# Given request
Swap "mark a point" for "place a point" throughout the records from the start through the line containing "[(503, 694)]", and leave everything else unchanged.

Records start

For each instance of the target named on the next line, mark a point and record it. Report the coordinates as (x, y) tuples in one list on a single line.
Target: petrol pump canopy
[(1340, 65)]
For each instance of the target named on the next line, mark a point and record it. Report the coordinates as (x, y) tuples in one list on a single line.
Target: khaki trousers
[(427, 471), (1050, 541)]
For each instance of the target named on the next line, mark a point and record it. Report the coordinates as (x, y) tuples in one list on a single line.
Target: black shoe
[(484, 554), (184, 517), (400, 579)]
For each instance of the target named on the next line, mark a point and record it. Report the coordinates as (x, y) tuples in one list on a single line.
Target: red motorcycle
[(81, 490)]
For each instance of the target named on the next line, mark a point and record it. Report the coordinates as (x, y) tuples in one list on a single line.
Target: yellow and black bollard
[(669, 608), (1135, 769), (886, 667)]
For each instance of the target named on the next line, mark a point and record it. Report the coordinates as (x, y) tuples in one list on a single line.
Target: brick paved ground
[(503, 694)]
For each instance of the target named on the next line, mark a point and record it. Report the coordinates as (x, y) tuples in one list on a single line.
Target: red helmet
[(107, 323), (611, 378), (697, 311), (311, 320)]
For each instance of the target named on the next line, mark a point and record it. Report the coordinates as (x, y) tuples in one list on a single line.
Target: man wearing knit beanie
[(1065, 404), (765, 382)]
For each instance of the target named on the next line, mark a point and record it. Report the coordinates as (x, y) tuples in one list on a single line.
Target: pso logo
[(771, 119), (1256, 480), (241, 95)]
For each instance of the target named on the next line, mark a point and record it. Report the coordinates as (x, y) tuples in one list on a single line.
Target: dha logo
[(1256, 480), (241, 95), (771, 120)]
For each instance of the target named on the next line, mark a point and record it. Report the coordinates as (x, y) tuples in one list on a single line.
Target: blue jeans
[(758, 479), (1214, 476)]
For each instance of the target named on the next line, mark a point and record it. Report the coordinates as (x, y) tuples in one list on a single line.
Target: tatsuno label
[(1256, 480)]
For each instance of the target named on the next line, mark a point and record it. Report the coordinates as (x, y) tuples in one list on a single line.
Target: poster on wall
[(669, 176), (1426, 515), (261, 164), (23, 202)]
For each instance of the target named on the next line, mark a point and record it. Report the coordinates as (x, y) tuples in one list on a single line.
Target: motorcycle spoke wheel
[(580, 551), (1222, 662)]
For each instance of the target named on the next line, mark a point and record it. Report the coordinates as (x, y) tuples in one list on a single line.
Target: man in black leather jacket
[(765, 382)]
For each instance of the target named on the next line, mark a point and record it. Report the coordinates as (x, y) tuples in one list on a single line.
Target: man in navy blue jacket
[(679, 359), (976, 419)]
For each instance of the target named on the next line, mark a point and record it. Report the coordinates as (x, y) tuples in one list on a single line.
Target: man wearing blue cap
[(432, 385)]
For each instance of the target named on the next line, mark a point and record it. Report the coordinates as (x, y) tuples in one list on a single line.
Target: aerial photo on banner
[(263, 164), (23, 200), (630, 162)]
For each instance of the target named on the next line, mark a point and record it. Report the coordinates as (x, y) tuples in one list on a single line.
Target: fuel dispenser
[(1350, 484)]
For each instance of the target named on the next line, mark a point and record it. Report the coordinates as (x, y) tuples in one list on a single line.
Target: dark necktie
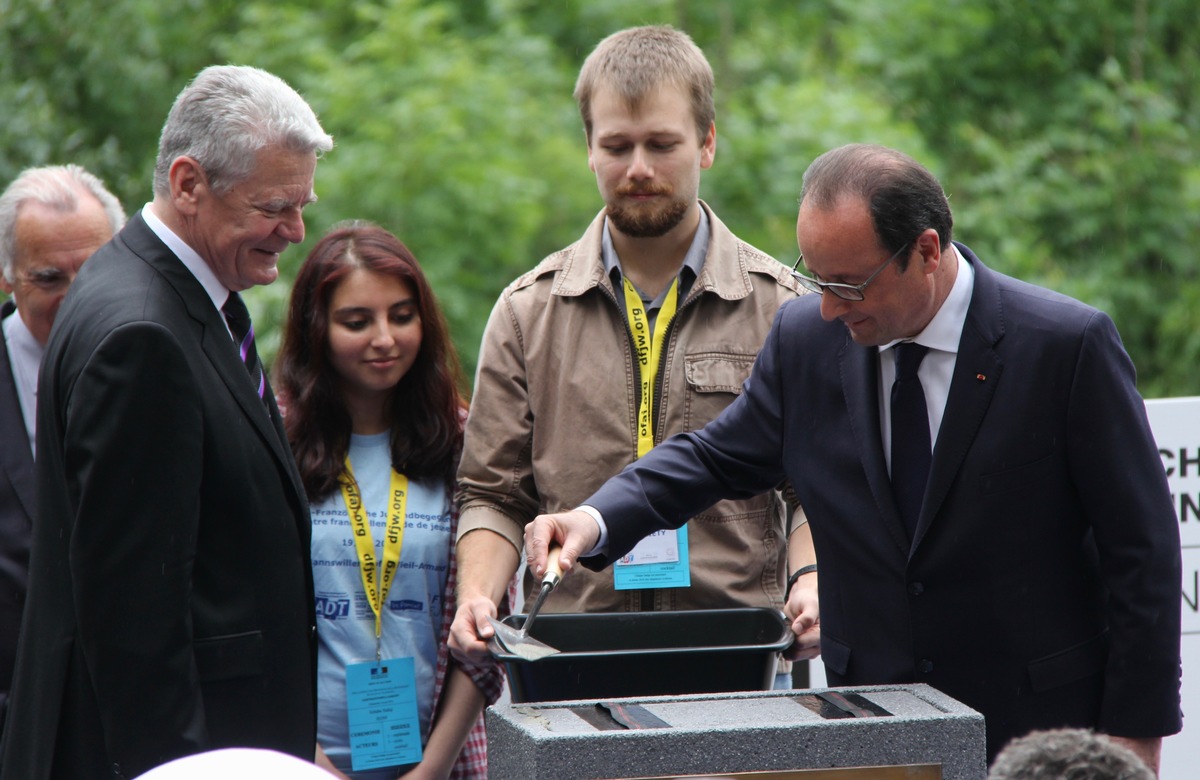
[(911, 449), (238, 317)]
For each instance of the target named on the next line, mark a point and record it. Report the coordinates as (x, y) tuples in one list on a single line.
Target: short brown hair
[(636, 60)]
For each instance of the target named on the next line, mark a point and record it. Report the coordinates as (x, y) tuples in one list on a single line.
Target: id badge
[(660, 561), (385, 727)]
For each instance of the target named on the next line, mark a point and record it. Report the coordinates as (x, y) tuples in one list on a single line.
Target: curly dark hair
[(425, 408)]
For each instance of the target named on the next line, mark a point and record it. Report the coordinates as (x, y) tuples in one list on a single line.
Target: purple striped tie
[(238, 317)]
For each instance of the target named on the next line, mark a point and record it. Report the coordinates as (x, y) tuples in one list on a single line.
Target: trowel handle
[(553, 570)]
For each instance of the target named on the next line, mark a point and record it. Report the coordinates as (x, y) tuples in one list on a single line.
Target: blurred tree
[(1062, 130)]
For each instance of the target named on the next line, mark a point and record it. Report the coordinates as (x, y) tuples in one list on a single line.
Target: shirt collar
[(189, 257), (693, 262)]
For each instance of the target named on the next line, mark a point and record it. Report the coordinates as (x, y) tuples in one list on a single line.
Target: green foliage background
[(1063, 130)]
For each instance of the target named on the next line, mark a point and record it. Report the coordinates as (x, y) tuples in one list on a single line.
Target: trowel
[(519, 642)]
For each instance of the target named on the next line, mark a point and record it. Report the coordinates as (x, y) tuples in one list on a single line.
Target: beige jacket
[(555, 406)]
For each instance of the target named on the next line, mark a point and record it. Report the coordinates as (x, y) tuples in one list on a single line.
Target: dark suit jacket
[(171, 595), (16, 514), (1042, 588)]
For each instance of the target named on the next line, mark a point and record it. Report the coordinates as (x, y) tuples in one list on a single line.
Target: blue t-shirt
[(412, 616)]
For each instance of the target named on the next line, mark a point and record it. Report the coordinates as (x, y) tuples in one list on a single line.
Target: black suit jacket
[(1042, 587), (16, 514), (171, 600)]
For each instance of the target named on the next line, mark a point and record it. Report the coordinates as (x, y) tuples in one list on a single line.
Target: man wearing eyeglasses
[(1015, 546)]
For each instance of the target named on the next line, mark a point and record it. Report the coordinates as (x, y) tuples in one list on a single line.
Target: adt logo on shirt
[(333, 607)]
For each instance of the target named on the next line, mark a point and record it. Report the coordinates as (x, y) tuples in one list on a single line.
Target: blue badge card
[(385, 729), (660, 561)]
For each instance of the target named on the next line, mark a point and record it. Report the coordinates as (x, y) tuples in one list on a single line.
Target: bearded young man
[(643, 328)]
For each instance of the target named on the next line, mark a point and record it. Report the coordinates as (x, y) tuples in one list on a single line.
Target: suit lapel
[(977, 371), (17, 462), (859, 381), (217, 345)]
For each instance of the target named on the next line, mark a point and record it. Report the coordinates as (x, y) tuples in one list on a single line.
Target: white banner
[(1176, 425)]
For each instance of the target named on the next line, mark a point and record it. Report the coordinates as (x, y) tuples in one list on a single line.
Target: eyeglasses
[(845, 292)]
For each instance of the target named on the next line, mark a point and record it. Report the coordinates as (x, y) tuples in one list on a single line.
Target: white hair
[(226, 115), (54, 186)]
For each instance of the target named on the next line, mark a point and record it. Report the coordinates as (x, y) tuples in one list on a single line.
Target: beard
[(646, 220)]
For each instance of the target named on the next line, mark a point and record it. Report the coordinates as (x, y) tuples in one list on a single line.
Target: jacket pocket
[(714, 381), (231, 657), (1014, 478), (1071, 665)]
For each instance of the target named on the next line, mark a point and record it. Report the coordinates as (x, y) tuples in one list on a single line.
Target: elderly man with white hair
[(171, 605), (52, 219)]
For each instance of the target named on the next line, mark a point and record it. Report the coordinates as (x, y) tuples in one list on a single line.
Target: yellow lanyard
[(648, 343), (377, 587)]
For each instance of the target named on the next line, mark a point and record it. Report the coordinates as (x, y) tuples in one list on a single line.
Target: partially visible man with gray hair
[(171, 605), (1067, 754), (52, 219)]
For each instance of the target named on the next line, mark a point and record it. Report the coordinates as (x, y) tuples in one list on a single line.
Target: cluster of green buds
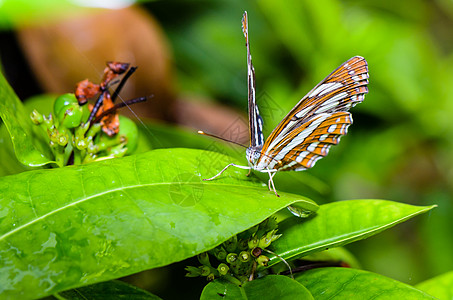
[(239, 257), (71, 137)]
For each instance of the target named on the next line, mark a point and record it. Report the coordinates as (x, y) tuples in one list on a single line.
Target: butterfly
[(307, 132)]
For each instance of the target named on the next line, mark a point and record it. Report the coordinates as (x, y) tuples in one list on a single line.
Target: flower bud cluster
[(70, 136), (239, 256)]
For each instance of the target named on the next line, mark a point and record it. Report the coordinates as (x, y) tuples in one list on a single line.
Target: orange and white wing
[(317, 121)]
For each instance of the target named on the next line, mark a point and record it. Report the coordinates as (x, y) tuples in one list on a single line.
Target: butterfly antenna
[(220, 138)]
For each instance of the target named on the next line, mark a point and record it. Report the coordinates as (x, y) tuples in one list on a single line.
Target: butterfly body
[(307, 132)]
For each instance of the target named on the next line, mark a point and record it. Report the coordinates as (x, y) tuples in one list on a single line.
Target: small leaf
[(113, 289), (116, 217), (345, 283), (440, 286), (340, 223), (268, 287), (29, 144)]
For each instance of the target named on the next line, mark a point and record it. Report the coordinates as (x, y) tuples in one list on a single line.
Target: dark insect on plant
[(80, 132)]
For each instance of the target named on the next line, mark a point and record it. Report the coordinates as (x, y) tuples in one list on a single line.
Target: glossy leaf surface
[(440, 286), (345, 283), (116, 217), (339, 223)]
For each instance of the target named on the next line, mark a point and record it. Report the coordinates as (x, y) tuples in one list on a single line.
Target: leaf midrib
[(111, 191), (298, 252)]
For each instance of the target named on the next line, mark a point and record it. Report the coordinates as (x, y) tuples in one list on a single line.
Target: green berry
[(70, 116)]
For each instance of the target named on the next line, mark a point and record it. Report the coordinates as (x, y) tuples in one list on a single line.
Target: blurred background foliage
[(191, 56)]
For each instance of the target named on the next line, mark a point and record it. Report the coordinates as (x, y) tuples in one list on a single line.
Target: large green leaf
[(339, 223), (440, 286), (9, 164), (345, 283), (113, 289), (73, 226), (29, 145), (268, 287)]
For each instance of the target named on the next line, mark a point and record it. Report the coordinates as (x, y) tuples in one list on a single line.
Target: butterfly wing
[(317, 121), (255, 120)]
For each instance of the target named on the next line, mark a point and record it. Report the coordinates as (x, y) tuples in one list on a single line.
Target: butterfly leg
[(271, 182), (224, 169)]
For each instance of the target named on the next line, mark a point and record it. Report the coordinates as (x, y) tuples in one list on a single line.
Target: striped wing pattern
[(317, 121), (255, 120)]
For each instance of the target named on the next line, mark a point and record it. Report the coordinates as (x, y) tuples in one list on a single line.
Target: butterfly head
[(253, 154)]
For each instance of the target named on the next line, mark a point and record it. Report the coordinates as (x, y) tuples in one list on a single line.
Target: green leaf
[(268, 287), (440, 286), (113, 289), (338, 254), (29, 145), (112, 218), (345, 283), (340, 223), (9, 163)]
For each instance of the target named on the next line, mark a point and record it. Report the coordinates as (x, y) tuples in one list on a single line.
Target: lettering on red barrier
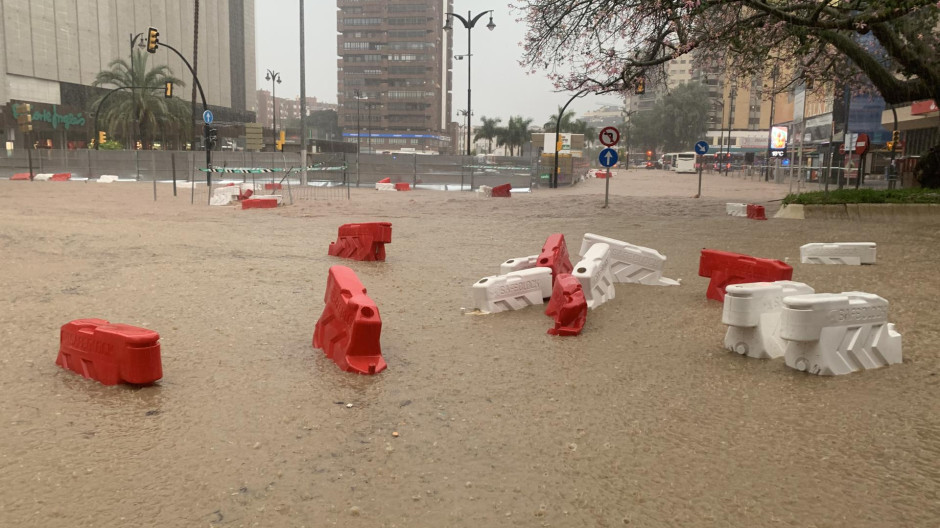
[(726, 268), (110, 353), (502, 191), (362, 241), (350, 327), (555, 255), (756, 212), (568, 306)]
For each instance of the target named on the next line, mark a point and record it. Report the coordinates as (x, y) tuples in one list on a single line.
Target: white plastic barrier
[(833, 334), (593, 272), (518, 263), (512, 291), (752, 313), (852, 253), (630, 263), (736, 209)]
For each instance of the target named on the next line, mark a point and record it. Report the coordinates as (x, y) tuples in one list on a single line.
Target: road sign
[(608, 157), (610, 136), (861, 144)]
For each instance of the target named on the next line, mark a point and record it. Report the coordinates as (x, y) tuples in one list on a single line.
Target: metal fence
[(363, 170)]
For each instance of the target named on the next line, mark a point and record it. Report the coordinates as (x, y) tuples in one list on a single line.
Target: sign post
[(608, 158), (701, 148)]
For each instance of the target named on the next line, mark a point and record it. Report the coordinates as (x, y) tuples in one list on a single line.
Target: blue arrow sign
[(608, 158)]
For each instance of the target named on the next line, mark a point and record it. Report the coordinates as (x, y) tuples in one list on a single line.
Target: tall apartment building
[(51, 51), (394, 74)]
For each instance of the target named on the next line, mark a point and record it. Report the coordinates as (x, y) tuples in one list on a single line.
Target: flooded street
[(643, 420)]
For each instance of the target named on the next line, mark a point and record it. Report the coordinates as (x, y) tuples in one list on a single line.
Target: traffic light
[(640, 87), (152, 40)]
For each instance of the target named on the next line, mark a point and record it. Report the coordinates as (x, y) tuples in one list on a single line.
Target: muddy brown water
[(643, 420)]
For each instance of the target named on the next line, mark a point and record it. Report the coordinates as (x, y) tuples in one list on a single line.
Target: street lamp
[(468, 23), (273, 76)]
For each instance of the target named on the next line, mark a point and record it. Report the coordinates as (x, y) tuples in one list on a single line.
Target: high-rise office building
[(394, 74), (50, 53)]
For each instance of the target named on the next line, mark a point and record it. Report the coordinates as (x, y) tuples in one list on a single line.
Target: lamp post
[(358, 96), (468, 23), (273, 76)]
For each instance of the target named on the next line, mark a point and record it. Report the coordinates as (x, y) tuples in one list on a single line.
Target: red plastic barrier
[(555, 255), (726, 268), (568, 306), (502, 191), (348, 331), (259, 203), (110, 353), (756, 212), (362, 241)]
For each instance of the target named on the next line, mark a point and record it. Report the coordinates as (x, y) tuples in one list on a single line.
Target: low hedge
[(850, 196)]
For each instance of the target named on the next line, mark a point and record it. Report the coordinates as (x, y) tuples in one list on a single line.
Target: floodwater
[(643, 420)]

Records end

# Complete response
For each instance of the target named on the next line, place a point and record it. Report the coordinates as (x, y) tuples in one list on a single line.
Target: petrol pump canopy
[(1340, 65)]
For each instance of the target named on the next line, place a point and record it. Report the coordinates as (x, y) tuples in one list on a single line.
Target: khaki trousers
[(427, 471), (1050, 541)]
For each instance of the target named on the next line, place a point and record it. Report the coordinates as (x, y) tuples in one list on a single line.
Target: black shoe
[(484, 554), (184, 517), (400, 579)]
For each instance of the target named on the next line, place a point and record it. Report the coordinates as (x, y) tuples in one list on a single line.
Target: red motorcycle
[(81, 490)]
For each instance of the target named on the next line, place a point and record it. Report the coordinates as (x, y) tuples in one list on a single line.
Target: yellow and black bollard
[(669, 608), (1135, 769), (886, 667)]
For each instance of the target named on the next line, place a point and record it. Report the coordinates as (x, y) tuples in one list on a single line.
Target: brick paved ground
[(503, 694)]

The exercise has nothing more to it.